Excerpts from a detection dataset:
============================================================

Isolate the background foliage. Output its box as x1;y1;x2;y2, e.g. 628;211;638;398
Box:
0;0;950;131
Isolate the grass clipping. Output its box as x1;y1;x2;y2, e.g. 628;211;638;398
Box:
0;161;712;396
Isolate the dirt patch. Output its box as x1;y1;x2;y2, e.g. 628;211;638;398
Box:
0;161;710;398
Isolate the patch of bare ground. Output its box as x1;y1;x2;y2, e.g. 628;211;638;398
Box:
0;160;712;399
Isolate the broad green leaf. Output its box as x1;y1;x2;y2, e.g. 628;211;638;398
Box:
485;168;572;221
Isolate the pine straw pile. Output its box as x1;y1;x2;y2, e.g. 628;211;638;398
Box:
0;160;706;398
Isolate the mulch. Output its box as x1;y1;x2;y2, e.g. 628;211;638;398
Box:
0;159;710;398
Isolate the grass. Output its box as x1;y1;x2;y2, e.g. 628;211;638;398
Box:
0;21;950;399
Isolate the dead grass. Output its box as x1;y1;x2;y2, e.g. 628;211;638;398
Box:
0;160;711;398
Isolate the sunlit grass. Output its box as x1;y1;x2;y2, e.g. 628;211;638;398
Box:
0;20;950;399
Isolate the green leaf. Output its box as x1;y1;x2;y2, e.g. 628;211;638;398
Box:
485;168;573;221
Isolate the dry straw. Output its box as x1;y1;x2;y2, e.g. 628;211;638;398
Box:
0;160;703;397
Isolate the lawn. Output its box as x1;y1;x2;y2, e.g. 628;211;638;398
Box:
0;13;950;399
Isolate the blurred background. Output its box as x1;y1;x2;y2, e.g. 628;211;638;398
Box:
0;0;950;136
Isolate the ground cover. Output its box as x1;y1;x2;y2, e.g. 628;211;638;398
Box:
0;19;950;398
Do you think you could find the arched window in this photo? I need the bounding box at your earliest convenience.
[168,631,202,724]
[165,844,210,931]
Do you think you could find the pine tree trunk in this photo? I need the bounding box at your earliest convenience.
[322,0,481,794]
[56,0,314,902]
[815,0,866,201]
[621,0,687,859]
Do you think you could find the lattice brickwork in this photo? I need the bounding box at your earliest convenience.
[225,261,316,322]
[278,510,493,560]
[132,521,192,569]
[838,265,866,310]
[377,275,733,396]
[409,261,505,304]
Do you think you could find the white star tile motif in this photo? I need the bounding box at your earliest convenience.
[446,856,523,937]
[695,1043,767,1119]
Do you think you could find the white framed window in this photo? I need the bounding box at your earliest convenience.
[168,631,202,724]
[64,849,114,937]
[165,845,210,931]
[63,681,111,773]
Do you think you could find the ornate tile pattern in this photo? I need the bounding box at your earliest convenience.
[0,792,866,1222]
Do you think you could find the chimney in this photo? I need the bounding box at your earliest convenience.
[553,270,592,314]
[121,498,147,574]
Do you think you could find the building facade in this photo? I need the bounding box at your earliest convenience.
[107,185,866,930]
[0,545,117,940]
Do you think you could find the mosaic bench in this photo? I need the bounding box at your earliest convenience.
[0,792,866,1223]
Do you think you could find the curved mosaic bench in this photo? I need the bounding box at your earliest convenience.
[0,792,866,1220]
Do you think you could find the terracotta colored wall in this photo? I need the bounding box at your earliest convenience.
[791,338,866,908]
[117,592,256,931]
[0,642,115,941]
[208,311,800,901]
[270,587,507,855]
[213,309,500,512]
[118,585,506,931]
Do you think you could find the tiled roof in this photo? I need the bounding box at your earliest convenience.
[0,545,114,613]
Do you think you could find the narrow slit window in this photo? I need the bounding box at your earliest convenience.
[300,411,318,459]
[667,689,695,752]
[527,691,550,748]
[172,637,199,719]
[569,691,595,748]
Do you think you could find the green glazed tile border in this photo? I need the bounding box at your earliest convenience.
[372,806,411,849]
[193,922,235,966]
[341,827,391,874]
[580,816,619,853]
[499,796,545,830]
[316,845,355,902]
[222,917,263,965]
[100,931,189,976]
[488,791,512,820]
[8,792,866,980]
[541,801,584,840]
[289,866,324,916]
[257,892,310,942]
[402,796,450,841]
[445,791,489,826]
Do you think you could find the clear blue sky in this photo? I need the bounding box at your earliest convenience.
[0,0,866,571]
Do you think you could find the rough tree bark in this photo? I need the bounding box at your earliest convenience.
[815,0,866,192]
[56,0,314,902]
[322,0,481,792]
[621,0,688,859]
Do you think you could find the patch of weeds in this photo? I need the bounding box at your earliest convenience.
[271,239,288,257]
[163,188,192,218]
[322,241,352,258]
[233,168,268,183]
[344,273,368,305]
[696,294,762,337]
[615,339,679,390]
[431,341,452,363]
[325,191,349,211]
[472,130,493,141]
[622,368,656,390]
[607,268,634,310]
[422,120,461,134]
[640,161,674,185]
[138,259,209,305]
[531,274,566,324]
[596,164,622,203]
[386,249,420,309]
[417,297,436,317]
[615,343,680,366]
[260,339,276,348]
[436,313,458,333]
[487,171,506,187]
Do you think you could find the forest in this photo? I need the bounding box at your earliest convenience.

============================================================

What the task requires: Write out the lines of the material from the line containing "Isolate the grass." through the line containing "485;168;573;221", including both of those lines, reproducing each one unchanged.

Response for this exercise:
Isolate the grass. Output its box as x1;y1;x2;y2, e.g. 628;211;638;398
Box:
0;21;950;399
Isolate the dead grass. Output its box as x1;y1;x2;y2, e.g. 628;211;638;398
Box:
0;160;711;398
Isolate the sunlit grass. Output its box as x1;y1;x2;y2, e.g. 628;211;638;398
Box:
0;20;950;399
Isolate the green leaf. Output its box as x1;y1;x2;y2, e.g. 628;211;638;398
Box:
485;168;573;221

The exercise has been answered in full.